● AIM OF THE TASK
Repeat the records exactly. Every line must match.

● Natural-language object grounding data

--- START ---

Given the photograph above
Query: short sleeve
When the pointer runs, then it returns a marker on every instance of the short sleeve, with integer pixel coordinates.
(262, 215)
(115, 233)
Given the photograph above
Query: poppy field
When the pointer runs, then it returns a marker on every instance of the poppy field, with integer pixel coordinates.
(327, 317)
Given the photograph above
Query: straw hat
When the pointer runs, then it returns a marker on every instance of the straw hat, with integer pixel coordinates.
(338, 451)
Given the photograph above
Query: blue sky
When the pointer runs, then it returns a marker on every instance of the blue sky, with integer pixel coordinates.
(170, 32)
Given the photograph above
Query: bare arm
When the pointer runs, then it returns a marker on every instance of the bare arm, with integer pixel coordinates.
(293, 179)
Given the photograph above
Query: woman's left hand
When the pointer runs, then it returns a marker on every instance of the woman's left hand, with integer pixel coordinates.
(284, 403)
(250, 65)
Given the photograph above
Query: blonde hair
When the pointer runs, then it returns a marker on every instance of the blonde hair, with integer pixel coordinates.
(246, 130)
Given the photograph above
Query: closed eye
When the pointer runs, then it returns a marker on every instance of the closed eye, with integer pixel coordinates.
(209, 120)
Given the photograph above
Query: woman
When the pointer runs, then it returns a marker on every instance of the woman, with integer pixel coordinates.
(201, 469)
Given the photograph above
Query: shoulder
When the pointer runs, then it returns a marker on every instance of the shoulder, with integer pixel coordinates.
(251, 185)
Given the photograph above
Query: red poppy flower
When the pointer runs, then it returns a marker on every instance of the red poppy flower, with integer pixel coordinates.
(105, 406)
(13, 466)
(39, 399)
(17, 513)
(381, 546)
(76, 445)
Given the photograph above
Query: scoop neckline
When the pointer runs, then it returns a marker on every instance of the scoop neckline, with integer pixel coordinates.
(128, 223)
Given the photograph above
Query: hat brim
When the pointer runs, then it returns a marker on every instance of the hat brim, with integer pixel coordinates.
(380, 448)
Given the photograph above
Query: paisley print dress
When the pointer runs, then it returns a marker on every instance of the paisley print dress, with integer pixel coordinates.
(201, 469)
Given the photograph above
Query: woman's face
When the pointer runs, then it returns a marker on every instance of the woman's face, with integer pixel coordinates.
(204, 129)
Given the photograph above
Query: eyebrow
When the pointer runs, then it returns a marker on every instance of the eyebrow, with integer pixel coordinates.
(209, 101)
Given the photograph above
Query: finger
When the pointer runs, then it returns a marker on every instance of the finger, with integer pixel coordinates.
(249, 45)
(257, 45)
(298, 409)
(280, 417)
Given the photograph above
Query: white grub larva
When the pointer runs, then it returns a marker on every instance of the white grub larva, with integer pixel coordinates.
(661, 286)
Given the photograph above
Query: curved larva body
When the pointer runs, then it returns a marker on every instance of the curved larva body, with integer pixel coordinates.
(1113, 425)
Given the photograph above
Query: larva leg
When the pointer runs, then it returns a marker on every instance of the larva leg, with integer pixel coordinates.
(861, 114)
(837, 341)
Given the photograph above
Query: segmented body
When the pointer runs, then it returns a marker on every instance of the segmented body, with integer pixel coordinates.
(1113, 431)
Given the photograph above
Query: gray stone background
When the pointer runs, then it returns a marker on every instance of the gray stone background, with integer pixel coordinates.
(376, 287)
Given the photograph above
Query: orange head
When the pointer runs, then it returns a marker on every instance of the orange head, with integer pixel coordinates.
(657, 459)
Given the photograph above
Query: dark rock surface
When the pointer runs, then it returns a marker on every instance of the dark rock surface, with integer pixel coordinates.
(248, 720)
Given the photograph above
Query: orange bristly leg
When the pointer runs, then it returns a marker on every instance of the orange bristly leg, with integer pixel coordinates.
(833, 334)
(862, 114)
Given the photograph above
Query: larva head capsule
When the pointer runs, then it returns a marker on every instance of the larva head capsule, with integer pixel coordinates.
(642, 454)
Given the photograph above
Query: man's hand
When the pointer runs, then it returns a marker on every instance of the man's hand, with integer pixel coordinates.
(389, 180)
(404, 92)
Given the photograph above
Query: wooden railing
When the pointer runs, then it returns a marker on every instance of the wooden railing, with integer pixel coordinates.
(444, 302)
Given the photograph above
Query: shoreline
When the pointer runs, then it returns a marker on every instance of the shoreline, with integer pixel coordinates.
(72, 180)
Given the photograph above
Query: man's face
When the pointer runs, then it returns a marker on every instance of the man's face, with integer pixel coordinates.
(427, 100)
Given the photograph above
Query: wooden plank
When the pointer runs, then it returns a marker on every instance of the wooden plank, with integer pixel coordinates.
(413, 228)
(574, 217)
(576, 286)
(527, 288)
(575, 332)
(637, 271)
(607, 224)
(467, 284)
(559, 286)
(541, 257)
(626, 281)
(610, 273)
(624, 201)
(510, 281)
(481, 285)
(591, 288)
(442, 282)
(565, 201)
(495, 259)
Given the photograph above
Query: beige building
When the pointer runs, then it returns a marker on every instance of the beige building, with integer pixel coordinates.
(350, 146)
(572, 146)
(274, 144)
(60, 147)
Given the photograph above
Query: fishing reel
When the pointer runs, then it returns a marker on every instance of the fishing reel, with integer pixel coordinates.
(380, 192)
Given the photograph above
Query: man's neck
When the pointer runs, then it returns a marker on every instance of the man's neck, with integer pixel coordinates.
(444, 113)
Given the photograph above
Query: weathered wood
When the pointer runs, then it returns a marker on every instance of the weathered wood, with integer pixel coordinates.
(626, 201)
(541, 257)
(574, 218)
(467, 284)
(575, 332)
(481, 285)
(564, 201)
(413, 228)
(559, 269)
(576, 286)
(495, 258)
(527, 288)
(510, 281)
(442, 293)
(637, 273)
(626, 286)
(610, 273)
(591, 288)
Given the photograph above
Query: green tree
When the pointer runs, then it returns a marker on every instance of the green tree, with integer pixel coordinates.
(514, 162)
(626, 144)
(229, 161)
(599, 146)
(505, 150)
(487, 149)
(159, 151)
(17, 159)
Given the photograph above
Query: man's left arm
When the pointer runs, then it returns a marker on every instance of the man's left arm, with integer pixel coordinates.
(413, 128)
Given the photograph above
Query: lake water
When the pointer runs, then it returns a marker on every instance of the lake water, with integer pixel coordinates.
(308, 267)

--- END ---

● RESULT OF THE TASK
Given the photograph above
Query: short sleeve
When the pointer runs, then it returns a marker on every instance of the short sleeve, with integer pixel coordinates.
(262, 215)
(115, 233)
Given the photograph above
Query: poppy field
When the pointer runs, then it returns a marker on every instance of the poppy field, with integer pixel coordinates.
(327, 317)
Given the photograph above
Query: straw hat
When the pointer runs, then it returns a marker on every instance of the straw hat, with integer pixel coordinates.
(338, 451)
Given the photograph above
Query: blue sky
When the pointer runs, then it returns a marker on every instance of the blue sky, with integer pixel coordinates.
(170, 32)
Given the photograph above
Query: bare arm
When the pointer runs, then it returns a marker on every instance of the bare arm, with integer pixel coordinates.
(293, 179)
Given the photograph above
Query: woman's left hand
When the pointer runs, then it returns a marker on every instance of the woman's left hand, with integer pixel coordinates.
(284, 403)
(250, 65)
Given the photograph above
Query: blonde hair
When the pointer runs, then it returns a marker on every instance of the blonde hair, with integer pixel coordinates.
(246, 130)
Given the photograph above
Query: closed eye
When the pointer runs, then it returns a marker on every instance of the closed eye, with integer pixel coordinates.
(209, 120)
Given the photograph above
Query: woman
When the pointer runs, then it returns a marker on every instance of the woman, with integer pixel coordinates.
(201, 469)
Given the photograph above
Query: shoulder
When the pointer runs, then it returns a marker on every instance of the shoulder, with integer pixel coordinates.
(251, 185)
Given the photograph above
Query: red poppy flower
When the pointer runs, then it returns a marker on every instance of the red poppy flower, with integer pixel coordinates.
(105, 406)
(13, 466)
(39, 399)
(17, 513)
(381, 546)
(76, 445)
Given the photograph above
Query: scoop neckline
When the pointer runs, then it returns a marker on every instance of the scoop neckline, with integer pixel coordinates.
(128, 223)
Given the photograph above
Query: hat brim
When the pointer runs, then it returns a marker on every instance of the hat brim, with integer pixel coordinates.
(380, 448)
Given the photograph above
Query: paisley print dress
When the pointer runs, then it returns a marker on every instance of the paisley print dress, with integer pixel coordinates.
(201, 469)
Given the photograph above
Query: woman's face
When the pointer runs, then it returns a marker on every instance of the woman's face, with integer pixel coordinates.
(204, 129)
Given the photograph above
Query: eyebrow
When the pointer runs, then it returns a marker on every instance of the eyebrow, with integer pixel coordinates.
(209, 101)
Given the photograph above
Query: finger
When the pointer runs, then it returns a marker on every instance of the finger, with integer pixel coordinates.
(249, 45)
(257, 45)
(298, 409)
(280, 417)
Given the photograph above
Query: white grub larva
When the pointer runs, then it returns a marker on every instance of the white grub larva, with integer pixel coordinates.
(661, 286)
Given the photograph above
Query: curved larva body
When the pointer runs, then it returns a marker on every instance of the curved larva body, with integer pixel coordinates.
(1113, 425)
Given the photograph above
Query: larva leg
When the pointer runs, then it returns a marker on every instance of the larva leg, with integer pixel coordinates.
(861, 114)
(837, 341)
Given the photograph above
Query: segmented body
When the pointer runs, then it returns a marker on every instance of the segmented body, with integer pixel coordinates.
(1113, 431)
Given the photograph above
Query: gray stone background
When the pointer runs, then it returns a marker on every instance of the gray stone background, with integer pixel coordinates.
(376, 287)
Given the photograph above
Query: orange head
When the pointer runs, then it returns a marker on every instance of the orange head, with integer pixel coordinates.
(657, 459)
Given the photograph above
Query: dark rock surface
When the pointer runs, then it returns a marker on every instance of the dark rock surface, with integer pixel coordinates.
(248, 720)
Given the photograph above
Query: orange bristly leg
When the pointer runs, then it returns a marker on every instance of the orange bristly leg, with integer pixel coordinates.
(833, 334)
(862, 114)
Given the photograph above
Query: larva head capsule
When the pointer runs, then it returns a marker on every instance of the larva head capsule, with integer pixel coordinates.
(642, 454)
Given the photograph above
Query: man's hand
When the pointer runs, then it returns a marker on every instance of the man's hand, with integer pixel coordinates.
(389, 180)
(404, 92)
Given the photograph above
Query: wooden railing
When the pointer runs, then it returns a marker on every instance of the wooden railing, with integer pixel coordinates.
(444, 302)
Given the photograph above
Query: shoreline
When the pointer runs, then it returns a marker on every instance of the shoreline, with integer pixel coordinates.
(72, 180)
Given the photograph above
Query: man's face
When the pointer runs, then it returns a marker on every instance of the man's face, with integer pixel coordinates.
(427, 100)
Given the photograph above
Query: wooden plank
When the pointer runs, then it returns a marker on every instance of the wooden plank, with integer pixel coordinates.
(413, 228)
(574, 217)
(576, 286)
(527, 288)
(575, 332)
(637, 271)
(607, 224)
(467, 284)
(559, 286)
(541, 257)
(626, 281)
(610, 273)
(624, 201)
(510, 281)
(481, 285)
(591, 288)
(442, 282)
(565, 201)
(495, 259)
Given the photograph above
Query: beige building
When the pointer runs, then it returns a marker on every instance of the beige building, with integer pixel coordinates.
(350, 146)
(572, 146)
(274, 144)
(60, 147)
Given the photograph above
Query: fishing reel
When the pointer runs, then it returns a marker on every instance of the fishing reel, with integer pixel coordinates.
(380, 192)
Given the photograph above
Query: man's neck
When the pointer runs, then it returns a marker on every instance of the man's neck, with integer pixel coordinates.
(444, 113)
Given the photograph above
Query: weathered wood
When the pointer runs, then it returns a marker on every instance of the weathered wood, with integer pixel coordinates.
(626, 201)
(541, 257)
(574, 218)
(467, 284)
(575, 332)
(481, 285)
(564, 201)
(413, 228)
(559, 269)
(576, 286)
(495, 258)
(527, 288)
(510, 281)
(442, 293)
(637, 273)
(626, 286)
(610, 273)
(591, 288)
Given the photograph above
Query: green tree
When the pointer runs, then it returns a marker on every instance of the green tree, with integer pixel coordinates.
(514, 162)
(626, 144)
(229, 161)
(599, 146)
(505, 150)
(487, 149)
(159, 151)
(17, 159)
Given the photograph above
Query: man's left arm
When the pointer runs, then it returns a marker on every instance of the man's left arm, with integer pixel coordinates.
(413, 128)
Given the photograph above
Query: lake water
When the pointer runs, then it returns a marker on every instance of the lake water, with integer pixel coordinates.
(308, 267)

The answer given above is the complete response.